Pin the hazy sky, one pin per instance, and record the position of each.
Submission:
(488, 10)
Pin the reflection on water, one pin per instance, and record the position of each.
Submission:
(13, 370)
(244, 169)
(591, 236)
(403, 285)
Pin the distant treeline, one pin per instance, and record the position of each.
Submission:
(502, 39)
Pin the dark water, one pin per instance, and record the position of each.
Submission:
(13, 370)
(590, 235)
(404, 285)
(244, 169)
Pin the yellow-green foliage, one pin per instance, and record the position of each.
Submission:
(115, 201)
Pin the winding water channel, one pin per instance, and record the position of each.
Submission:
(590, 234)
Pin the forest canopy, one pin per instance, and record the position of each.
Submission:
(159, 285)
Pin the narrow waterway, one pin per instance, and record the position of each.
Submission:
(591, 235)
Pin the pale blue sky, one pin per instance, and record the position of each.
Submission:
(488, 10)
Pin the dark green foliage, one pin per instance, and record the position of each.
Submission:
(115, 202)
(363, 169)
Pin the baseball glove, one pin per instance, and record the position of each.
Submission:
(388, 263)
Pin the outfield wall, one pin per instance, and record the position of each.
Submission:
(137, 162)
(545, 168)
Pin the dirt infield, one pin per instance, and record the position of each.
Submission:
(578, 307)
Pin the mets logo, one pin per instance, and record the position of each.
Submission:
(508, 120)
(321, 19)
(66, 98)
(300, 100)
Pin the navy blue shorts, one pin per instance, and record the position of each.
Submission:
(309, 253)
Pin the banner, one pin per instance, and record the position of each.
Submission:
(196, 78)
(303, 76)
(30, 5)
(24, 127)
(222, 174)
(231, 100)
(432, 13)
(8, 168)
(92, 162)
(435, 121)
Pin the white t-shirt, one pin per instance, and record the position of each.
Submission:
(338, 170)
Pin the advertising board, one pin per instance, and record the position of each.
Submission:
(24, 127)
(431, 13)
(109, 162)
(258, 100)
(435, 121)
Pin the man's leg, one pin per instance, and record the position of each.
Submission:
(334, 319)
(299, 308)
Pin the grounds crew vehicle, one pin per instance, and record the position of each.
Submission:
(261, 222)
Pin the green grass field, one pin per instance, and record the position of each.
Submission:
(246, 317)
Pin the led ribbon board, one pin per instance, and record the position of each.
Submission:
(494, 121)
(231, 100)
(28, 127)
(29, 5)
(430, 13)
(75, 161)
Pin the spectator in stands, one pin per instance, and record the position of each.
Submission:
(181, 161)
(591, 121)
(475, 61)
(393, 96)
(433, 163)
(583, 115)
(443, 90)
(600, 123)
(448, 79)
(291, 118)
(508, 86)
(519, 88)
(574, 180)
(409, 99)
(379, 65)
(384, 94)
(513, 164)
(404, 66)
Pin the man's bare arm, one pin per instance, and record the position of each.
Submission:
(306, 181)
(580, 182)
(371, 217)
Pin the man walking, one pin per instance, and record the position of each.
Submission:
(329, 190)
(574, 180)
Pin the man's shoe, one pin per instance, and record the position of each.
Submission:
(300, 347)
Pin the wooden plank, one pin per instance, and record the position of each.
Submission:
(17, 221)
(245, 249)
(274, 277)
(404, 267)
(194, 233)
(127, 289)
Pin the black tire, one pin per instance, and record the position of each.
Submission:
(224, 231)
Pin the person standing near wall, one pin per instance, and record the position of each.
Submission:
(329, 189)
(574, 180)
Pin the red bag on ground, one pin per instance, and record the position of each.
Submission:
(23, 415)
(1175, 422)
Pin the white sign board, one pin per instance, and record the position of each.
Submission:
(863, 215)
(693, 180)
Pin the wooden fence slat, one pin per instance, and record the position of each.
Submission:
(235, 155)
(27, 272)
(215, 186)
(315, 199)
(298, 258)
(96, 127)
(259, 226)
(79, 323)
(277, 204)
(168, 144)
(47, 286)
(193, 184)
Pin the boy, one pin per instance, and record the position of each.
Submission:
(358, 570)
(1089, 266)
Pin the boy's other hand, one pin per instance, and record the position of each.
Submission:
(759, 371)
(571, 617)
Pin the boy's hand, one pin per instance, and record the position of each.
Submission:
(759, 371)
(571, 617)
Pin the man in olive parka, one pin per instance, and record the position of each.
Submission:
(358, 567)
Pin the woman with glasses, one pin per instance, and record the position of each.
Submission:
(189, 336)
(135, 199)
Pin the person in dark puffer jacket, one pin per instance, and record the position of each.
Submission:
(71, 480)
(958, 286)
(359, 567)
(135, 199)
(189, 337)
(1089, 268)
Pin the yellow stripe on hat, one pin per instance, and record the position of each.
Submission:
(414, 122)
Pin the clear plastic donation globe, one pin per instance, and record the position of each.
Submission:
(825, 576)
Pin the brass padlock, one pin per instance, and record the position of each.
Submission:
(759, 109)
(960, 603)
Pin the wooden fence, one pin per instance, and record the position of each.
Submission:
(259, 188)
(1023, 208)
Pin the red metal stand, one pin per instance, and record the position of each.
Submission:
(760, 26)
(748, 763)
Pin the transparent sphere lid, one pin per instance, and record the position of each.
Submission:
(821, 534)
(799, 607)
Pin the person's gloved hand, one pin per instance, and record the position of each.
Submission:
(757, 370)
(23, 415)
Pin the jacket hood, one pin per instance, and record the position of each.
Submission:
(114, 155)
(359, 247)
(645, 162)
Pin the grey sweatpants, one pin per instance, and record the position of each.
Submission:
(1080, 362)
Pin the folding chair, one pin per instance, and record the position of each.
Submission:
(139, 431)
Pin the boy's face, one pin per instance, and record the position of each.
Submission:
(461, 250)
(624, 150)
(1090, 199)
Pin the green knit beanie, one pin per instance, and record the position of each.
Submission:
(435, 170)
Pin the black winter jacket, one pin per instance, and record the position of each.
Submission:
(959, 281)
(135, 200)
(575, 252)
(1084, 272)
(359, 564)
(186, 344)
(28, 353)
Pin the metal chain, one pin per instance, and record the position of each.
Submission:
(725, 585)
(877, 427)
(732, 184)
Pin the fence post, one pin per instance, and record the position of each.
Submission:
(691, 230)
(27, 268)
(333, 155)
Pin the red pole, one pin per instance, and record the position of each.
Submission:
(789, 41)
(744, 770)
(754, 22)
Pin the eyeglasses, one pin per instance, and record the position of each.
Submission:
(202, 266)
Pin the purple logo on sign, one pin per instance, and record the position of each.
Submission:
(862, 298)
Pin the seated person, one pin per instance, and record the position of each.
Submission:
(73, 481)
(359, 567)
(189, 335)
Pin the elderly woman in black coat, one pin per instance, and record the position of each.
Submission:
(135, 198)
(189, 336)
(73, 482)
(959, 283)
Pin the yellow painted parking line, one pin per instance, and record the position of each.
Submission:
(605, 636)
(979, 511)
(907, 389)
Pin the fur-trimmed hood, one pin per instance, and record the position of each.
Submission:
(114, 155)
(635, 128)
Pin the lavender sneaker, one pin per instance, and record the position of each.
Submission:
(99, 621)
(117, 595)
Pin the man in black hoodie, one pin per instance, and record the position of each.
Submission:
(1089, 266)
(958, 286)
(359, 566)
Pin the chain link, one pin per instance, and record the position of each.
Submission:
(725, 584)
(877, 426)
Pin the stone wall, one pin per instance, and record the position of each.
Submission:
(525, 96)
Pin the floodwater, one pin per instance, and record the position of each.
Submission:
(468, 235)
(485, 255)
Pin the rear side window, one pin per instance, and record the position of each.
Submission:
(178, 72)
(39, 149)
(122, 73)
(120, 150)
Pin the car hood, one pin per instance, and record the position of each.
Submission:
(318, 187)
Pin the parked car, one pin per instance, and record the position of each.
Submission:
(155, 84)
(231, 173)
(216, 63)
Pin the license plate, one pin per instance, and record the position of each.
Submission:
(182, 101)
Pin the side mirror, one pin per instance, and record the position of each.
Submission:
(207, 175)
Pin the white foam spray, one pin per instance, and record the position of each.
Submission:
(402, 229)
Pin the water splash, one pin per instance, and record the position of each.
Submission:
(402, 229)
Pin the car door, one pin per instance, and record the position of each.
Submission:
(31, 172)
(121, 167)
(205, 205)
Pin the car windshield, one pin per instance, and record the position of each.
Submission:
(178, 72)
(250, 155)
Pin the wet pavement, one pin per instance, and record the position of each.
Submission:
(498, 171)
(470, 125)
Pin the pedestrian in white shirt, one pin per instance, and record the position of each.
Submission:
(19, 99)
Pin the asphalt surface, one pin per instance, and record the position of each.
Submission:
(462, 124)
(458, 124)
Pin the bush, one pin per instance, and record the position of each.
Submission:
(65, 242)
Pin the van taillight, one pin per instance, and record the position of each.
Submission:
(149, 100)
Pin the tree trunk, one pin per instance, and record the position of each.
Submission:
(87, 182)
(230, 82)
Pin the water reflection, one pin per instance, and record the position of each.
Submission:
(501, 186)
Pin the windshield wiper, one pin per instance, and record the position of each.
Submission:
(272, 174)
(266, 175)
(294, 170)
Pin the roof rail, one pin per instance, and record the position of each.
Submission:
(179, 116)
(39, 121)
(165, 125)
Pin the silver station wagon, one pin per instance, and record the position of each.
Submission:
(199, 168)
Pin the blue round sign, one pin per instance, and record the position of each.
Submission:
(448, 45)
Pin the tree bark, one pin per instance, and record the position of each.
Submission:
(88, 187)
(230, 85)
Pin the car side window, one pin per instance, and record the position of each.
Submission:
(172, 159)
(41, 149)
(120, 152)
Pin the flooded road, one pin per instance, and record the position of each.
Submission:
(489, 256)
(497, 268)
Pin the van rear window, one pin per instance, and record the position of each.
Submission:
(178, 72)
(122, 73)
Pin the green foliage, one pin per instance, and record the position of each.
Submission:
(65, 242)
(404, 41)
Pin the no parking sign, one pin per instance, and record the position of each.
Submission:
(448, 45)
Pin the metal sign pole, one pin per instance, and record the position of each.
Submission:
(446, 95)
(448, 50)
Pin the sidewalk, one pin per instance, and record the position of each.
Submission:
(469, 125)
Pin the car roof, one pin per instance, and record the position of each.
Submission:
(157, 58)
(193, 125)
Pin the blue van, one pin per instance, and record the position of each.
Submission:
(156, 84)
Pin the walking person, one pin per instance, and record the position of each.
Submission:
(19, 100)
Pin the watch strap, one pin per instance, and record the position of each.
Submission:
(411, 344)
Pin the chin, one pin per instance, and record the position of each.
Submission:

____

=== WHAT IS REQUIRED ===
Copy the lines from the one containing "Pin the walking" through the end of the material, switching "watch strap" to "wristband" and leaving everything else unchanged.

=== THE RESPONSE ===
Pin the walking person, one pin per instance, and record the position of each.
Submission:
(19, 100)
Pin the wristband, one pin per instance, and record the position of each.
Submission:
(411, 344)
Pin the chin, one pin per instance, and record the position of each.
Submission:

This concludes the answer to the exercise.